[Region annotation entries]
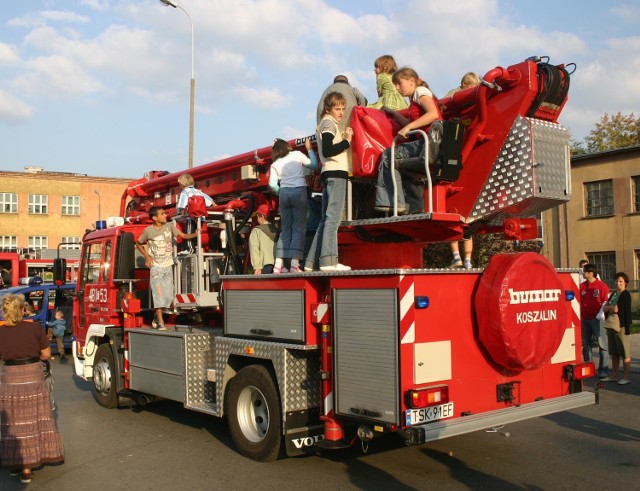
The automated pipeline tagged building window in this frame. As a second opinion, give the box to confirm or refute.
[29,235,49,250]
[587,252,616,288]
[584,179,613,217]
[0,235,18,252]
[0,193,18,213]
[631,176,640,213]
[60,237,80,249]
[62,196,80,215]
[29,194,49,215]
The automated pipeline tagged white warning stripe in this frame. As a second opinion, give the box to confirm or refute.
[324,391,333,416]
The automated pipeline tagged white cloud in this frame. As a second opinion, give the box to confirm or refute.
[39,10,89,24]
[0,43,20,65]
[0,90,33,122]
[80,0,109,11]
[12,56,105,100]
[233,86,290,109]
[611,3,640,24]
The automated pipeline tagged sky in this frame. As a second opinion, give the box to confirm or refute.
[0,0,640,179]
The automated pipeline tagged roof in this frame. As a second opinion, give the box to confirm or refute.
[0,171,133,184]
[571,145,640,166]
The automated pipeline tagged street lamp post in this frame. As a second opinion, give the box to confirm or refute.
[93,189,102,221]
[160,0,196,169]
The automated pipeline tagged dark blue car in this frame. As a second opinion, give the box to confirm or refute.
[0,283,76,353]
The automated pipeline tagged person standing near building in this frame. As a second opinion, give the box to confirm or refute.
[136,206,197,331]
[269,138,318,274]
[47,310,67,360]
[316,75,367,133]
[249,203,278,274]
[600,273,632,385]
[304,92,353,272]
[0,294,64,484]
[578,259,589,284]
[580,264,609,377]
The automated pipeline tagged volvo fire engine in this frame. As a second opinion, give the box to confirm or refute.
[67,57,597,461]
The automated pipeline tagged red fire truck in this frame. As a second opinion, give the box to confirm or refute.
[73,58,597,461]
[0,252,80,288]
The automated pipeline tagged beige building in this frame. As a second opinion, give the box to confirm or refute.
[0,168,133,252]
[543,146,640,312]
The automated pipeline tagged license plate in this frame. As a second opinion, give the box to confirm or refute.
[406,402,453,426]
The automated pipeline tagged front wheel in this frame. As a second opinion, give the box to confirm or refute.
[93,343,118,409]
[227,365,282,462]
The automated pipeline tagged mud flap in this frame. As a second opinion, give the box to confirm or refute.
[284,424,324,457]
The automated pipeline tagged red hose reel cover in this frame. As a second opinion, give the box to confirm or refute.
[474,252,567,371]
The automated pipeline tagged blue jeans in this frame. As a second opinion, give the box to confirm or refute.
[375,140,424,213]
[304,177,347,269]
[276,186,307,259]
[580,319,609,376]
[149,266,173,309]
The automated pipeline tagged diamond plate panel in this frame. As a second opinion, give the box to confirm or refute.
[531,119,571,202]
[469,116,533,221]
[468,116,571,224]
[184,333,216,407]
[214,336,320,423]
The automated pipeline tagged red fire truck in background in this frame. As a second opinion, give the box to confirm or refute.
[67,58,597,461]
[0,252,80,288]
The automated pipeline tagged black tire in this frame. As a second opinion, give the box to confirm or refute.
[227,365,282,462]
[93,344,118,409]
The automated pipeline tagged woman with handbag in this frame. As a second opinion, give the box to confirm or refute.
[0,294,64,484]
[601,273,631,385]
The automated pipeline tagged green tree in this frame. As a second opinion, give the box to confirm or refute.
[578,113,640,153]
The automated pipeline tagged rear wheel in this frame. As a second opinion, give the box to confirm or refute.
[93,344,118,409]
[227,365,282,462]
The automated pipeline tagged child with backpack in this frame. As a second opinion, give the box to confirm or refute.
[47,310,67,360]
[176,174,216,252]
[269,138,318,274]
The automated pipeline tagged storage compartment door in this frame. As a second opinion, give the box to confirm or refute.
[333,289,399,423]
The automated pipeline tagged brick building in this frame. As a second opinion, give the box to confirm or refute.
[543,146,640,311]
[0,168,133,252]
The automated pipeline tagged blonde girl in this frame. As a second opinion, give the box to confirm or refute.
[367,55,407,111]
[375,67,442,214]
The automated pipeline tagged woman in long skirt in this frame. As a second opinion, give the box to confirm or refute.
[0,294,64,483]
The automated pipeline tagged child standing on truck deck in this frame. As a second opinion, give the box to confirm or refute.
[269,138,318,274]
[375,67,442,214]
[47,310,67,360]
[304,92,353,271]
[367,55,408,111]
[136,206,196,331]
[176,174,216,252]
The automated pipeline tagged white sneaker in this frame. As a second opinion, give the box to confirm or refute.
[320,263,351,272]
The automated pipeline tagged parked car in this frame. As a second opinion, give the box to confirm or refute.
[0,281,76,354]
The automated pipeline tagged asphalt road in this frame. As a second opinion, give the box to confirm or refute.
[0,334,640,491]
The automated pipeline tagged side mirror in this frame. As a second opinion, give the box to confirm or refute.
[53,257,67,285]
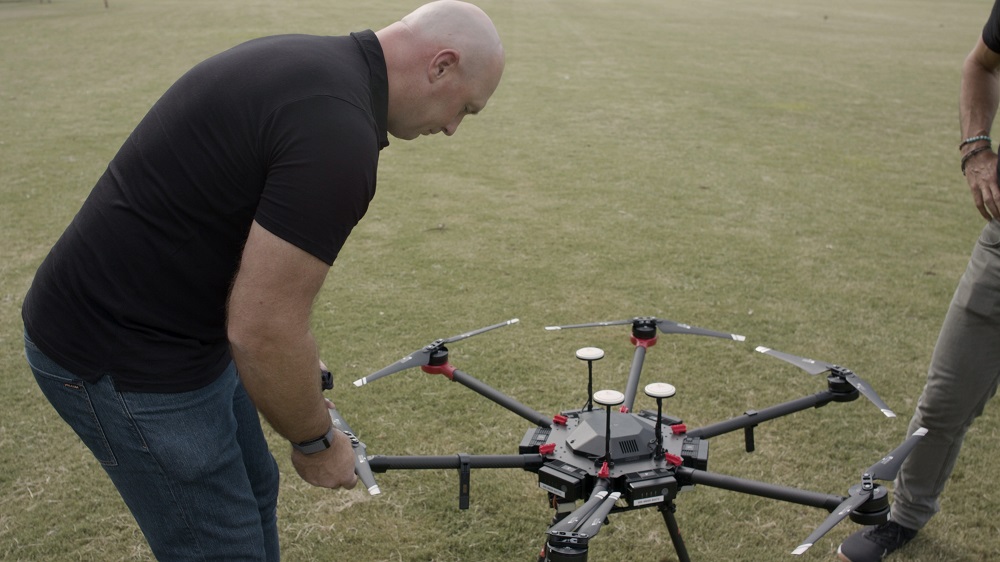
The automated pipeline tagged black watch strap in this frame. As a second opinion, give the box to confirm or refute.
[292,424,337,455]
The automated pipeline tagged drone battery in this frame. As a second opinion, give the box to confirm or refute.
[517,427,552,455]
[681,437,708,470]
[538,460,587,501]
[625,468,677,507]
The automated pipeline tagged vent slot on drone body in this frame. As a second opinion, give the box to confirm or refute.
[618,439,639,455]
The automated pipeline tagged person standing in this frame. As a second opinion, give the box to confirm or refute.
[22,0,504,561]
[837,1,1000,562]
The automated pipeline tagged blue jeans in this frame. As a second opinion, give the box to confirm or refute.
[25,335,279,561]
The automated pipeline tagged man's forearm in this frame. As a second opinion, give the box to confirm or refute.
[959,39,1000,140]
[232,326,330,443]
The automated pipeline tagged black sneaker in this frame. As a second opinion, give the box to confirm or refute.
[837,521,917,562]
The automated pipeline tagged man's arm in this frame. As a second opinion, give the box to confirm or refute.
[959,37,1000,220]
[227,221,357,488]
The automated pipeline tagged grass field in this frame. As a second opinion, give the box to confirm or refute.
[0,0,1000,562]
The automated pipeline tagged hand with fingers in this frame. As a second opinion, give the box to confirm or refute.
[962,144,1000,220]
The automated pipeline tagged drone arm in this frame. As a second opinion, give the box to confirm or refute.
[677,466,845,511]
[329,408,381,496]
[368,448,545,472]
[451,369,552,427]
[687,390,836,439]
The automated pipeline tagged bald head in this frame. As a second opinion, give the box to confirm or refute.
[376,0,504,139]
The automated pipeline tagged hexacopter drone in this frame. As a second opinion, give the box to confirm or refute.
[324,316,927,562]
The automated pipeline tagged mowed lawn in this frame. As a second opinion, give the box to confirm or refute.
[0,0,1000,562]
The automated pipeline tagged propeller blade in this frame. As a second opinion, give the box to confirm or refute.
[792,490,872,555]
[757,345,833,375]
[757,345,896,418]
[577,492,621,537]
[549,490,608,533]
[446,318,520,344]
[354,344,437,386]
[354,318,520,386]
[844,371,896,418]
[329,408,382,496]
[655,318,747,341]
[867,427,927,480]
[792,427,927,555]
[545,318,632,331]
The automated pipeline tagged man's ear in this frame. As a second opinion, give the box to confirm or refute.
[427,49,459,82]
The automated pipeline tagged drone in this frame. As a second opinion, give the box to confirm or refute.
[323,316,927,562]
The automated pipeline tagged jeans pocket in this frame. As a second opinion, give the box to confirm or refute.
[25,340,118,466]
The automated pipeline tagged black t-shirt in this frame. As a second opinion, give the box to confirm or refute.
[22,31,388,392]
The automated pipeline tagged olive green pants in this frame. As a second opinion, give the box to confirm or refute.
[892,220,1000,529]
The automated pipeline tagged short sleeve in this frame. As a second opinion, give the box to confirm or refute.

• **The task**:
Could you arrange every line of the records above as a numbered list, leaving out blank lines and the pictures?

• **The solution**:
1. The automated pipeline tagged building window in this frame. As a second opinion, give the box to confirm or refute.
2. [29,235,49,250]
3. [587,252,616,288]
4. [584,179,613,217]
5. [0,235,18,252]
6. [0,193,18,213]
7. [631,176,640,213]
8. [60,237,80,249]
9. [62,196,80,215]
10. [29,194,49,215]
11. The automated pipeline tagged white warning stripe in this frame. As a second opinion, give the box to confirm or refute.
12. [324,391,333,416]
13. The automated pipeline tagged white cloud in this frame. As a second opinion, give the box to confirm or refute.
14. [39,10,89,24]
15. [0,43,20,65]
16. [0,90,33,122]
17. [80,0,109,11]
18. [12,56,105,100]
19. [233,86,290,109]
20. [611,3,640,24]
21. The automated pipeline tagged sky in this frame. As a second opinion, give the box to confirm or refute.
22. [0,0,640,179]
23. The automated pipeline tagged roof in this frame. As a second opinion, give the box to confirm or refute.
24. [0,171,133,184]
25. [571,145,640,166]
26. The automated pipeline tagged street lamp post in this frame. As a second opinion, give the box to confirm or refute.
27. [93,189,102,221]
28. [160,0,196,169]
29. The automated pipeline tagged dark blue car in this frame. As a second opinion, give the box to confirm or refute.
30. [0,283,76,353]
31. The automated pipeline tagged person standing near building in this frame. As a second opinion, give the box to confirm or refute.
32. [136,206,197,331]
33. [269,138,318,274]
34. [47,310,67,360]
35. [316,75,367,133]
36. [249,203,278,274]
37. [600,273,632,385]
38. [304,92,353,272]
39. [0,294,64,484]
40. [578,259,589,284]
41. [580,264,609,377]
42. The automated pipeline tagged volvo fire engine in this frame. As a second opinion, give the box to confirm or refute.
43. [67,57,597,461]
44. The automated pipeline tagged red fire truck in this frame. As a second opinion, give the box to confirm or refute.
45. [73,58,597,461]
46. [0,252,80,288]
47. The automated pipeline tagged beige building in this frame. As a second opinion, give the box to confirm or refute.
48. [0,168,133,252]
49. [543,146,640,312]
50. The automated pipeline tagged license plate in this frame. As a second opinion, give the box to confirm or refute.
51. [406,402,453,426]
52. The automated pipeline tagged front wheel in this frame. As a second opinion, give the box to confirm or refute.
53. [93,343,118,409]
54. [227,365,282,462]
55. The automated pipeline tagged mud flap in this frame. As a second opinion, give the box to confirm or refute.
56. [284,424,324,457]
57. The automated pipeline tagged red hose reel cover in this frame. As a second opinion, give the box to confirm or refute.
58. [474,252,567,371]
59. The automated pipeline tagged blue jeans in this frame. As a second opinion, give the box to confirm or refute.
60. [375,140,424,213]
61. [304,177,347,269]
62. [276,186,307,259]
63. [580,319,609,376]
64. [149,266,173,309]
65. The automated pipeline tagged diamond plate panel in this frame. As a second opinion, give the box to confirm or refute.
66. [531,119,571,202]
67. [469,116,533,221]
68. [468,116,571,224]
69. [184,333,216,407]
70. [214,336,320,423]
71. The automated pipeline tagged red fire truck in background in this frame. As a second opinion, give the box to confirm or refute.
72. [67,58,597,461]
73. [0,252,80,288]
74. The automated pipeline tagged black tire in this frame. As a second opinion, give the box to confirm or refute.
75. [227,365,282,462]
76. [93,344,118,409]
77. The automated pipeline tagged woman with handbag in this frame. As a second opinion, give the box to confirm or refute.
78. [0,294,64,484]
79. [601,273,631,385]
80. The automated pipeline tagged green tree in this frame. As a second opinion, give the box to confirm or refute.
81. [578,113,640,153]
82. The automated pipeline tagged rear wheel in this frame. As a second opinion, give the box to confirm or refute.
83. [93,344,118,409]
84. [227,365,282,462]
85. The automated pipeline tagged child with backpack in this frame. As a second opinion, give the box to confirm or refute.
86. [47,310,67,360]
87. [176,174,216,252]
88. [269,138,318,274]
89. The automated pipeline tagged storage compartment door in this frame. As a second opinion, give the box to confirm or refute.
90. [333,289,399,423]
91. The automated pipeline tagged brick building in this frame. As a second opinion, give the box to confirm or refute.
92. [543,146,640,311]
93. [0,168,133,252]
94. The automated pipeline tagged blonde girl in this frame. As a second opinion, give the box to confirm or refute.
95. [367,55,407,111]
96. [375,67,442,214]
97. The automated pipeline tagged woman in long skirt in this frame. As a second opinion, give the box to confirm or refute.
98. [0,294,64,483]
99. The automated pipeline tagged child standing on truck deck in this frame. As a second opinion, give the box to confirm or refute.
100. [269,138,318,274]
101. [375,67,442,214]
102. [47,310,67,360]
103. [304,92,353,271]
104. [367,55,408,111]
105. [136,206,196,331]
106. [176,174,216,252]
107. The automated pipeline tagged white sneaker in this frame. As a second opinion, give the box to confirm or refute.
108. [320,263,351,272]
109. The automated pipeline tagged parked car in this frame. As a second opinion, give the box to confirm or refute.
110. [0,281,76,354]
111. The automated pipeline tagged asphalt road in this frame. As a second opinion, give the box to confirm or refute.
112. [0,334,640,491]
113. The automated pipeline tagged side mirror in this frame. As a second opinion, give the box to confirm or refute.
114. [53,257,67,285]
115. The automated pipeline tagged black watch strap in this frame. As a second opinion, give the box to confirm or refute.
116. [292,424,337,455]
117. The automated pipeline tagged drone battery in this frame. As a second opinion, give the box to confirm or refute.
118. [517,427,552,455]
119. [681,437,708,470]
120. [538,460,587,501]
121. [625,468,677,507]
122. The automated pipeline tagged vent slot on drone body in this frame. As a second opinion, give the box to confirm or refute.
123. [618,439,639,455]
124. The automated pipeline tagged person standing in this frame. As a second opinion, give the box to confirm or refute.
125. [22,0,504,561]
126. [837,1,1000,562]
127. The automated pipeline tagged blue jeans in this frame. As a second opinion, give the box to confirm or refute.
128. [25,335,279,561]
129. The automated pipeline tagged man's forearm in this frame. As a second opinion, give the box to confirm or refute.
130. [959,39,1000,140]
131. [232,326,330,443]
132. The automated pipeline tagged black sneaker in this frame. As a second opinion, give the box to confirm or refute.
133. [837,521,917,562]
134. The automated pipeline tagged man's arm in this frame. As a second opinion, give the box to confirm or refute.
135. [959,37,1000,220]
136. [227,221,357,488]
137. The automated pipeline tagged grass field in this frame. As a second opinion, give the box to confirm or refute.
138. [0,0,1000,562]
139. The automated pipeline tagged hand with fingers in this frame. As a second opinion, give the box to confirm or refute.
140. [962,144,1000,220]
141. The automated pipeline tagged drone arm in this frame. As a second opinion, give the box to confirm or refute.
142. [677,466,845,511]
143. [329,408,381,496]
144. [368,448,545,472]
145. [451,369,552,427]
146. [687,390,836,439]
147. The automated pipeline tagged bald head in this frame. As a second opinion, give the box to confirm or refute.
148. [376,0,504,139]
149. The automated pipeline tagged hexacopter drone in this frame. As a second opinion, give the box to confirm or refute.
150. [324,316,927,562]
151. The automated pipeline tagged mowed lawn in this frame. As a second opinion, give the box to confirm or refute.
152. [0,0,1000,562]
153. The automated pipeline tagged propeller blade in this frame. As a second opinion, give the box to confirm or refute.
154. [792,490,872,555]
155. [757,345,833,375]
156. [757,345,896,418]
157. [577,492,621,537]
158. [549,490,608,533]
159. [446,318,520,344]
160. [354,344,437,386]
161. [354,318,520,386]
162. [844,371,896,418]
163. [329,408,382,496]
164. [655,318,747,341]
165. [867,427,927,480]
166. [792,427,927,555]
167. [545,318,632,331]
168. The automated pipeline tagged man's ear in this frame. As a second opinion, give the box to confirm or refute.
169. [427,49,459,82]
170. The automated pipeline tagged drone in this frame. As a second opinion, give the box to confirm or refute.
171. [323,316,927,562]
172. The automated pipeline tagged jeans pocket in this frame. As a second opinion, give the box to confirm or refute.
173. [25,340,118,466]
174. The automated pipeline tagged black t-shirt in this frame. As a second opinion, give the box to confirm or refute.
175. [22,31,388,392]
176. The automated pipeline tagged olive green pants in this frame. As a second opinion, give the box to confirm or refute.
177. [892,220,1000,529]
178. The automated pipeline tagged short sleeve in this frame. As a second opinion, give the box to confirm or refute.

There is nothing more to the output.